● **DESCRIPTION OF THE TASK**:
Each record here should be printed again exactly; please leave its pictures out.
**** INFORMATION SHOWN
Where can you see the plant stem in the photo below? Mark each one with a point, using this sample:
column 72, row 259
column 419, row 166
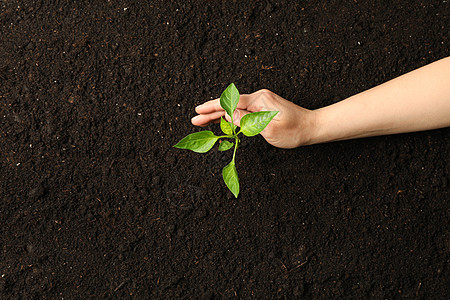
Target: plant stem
column 235, row 146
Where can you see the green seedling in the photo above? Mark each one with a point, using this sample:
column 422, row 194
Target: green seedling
********
● **OUTPUT FOR THIS EXERCISE**:
Where can you see the plant stem in the photo below? Mark each one with a point, using this sample:
column 72, row 259
column 419, row 166
Target: plant stem
column 235, row 146
Where can you see the green seedling in the photo above? Mark each one with a point, using this sample:
column 422, row 194
Target: green seedling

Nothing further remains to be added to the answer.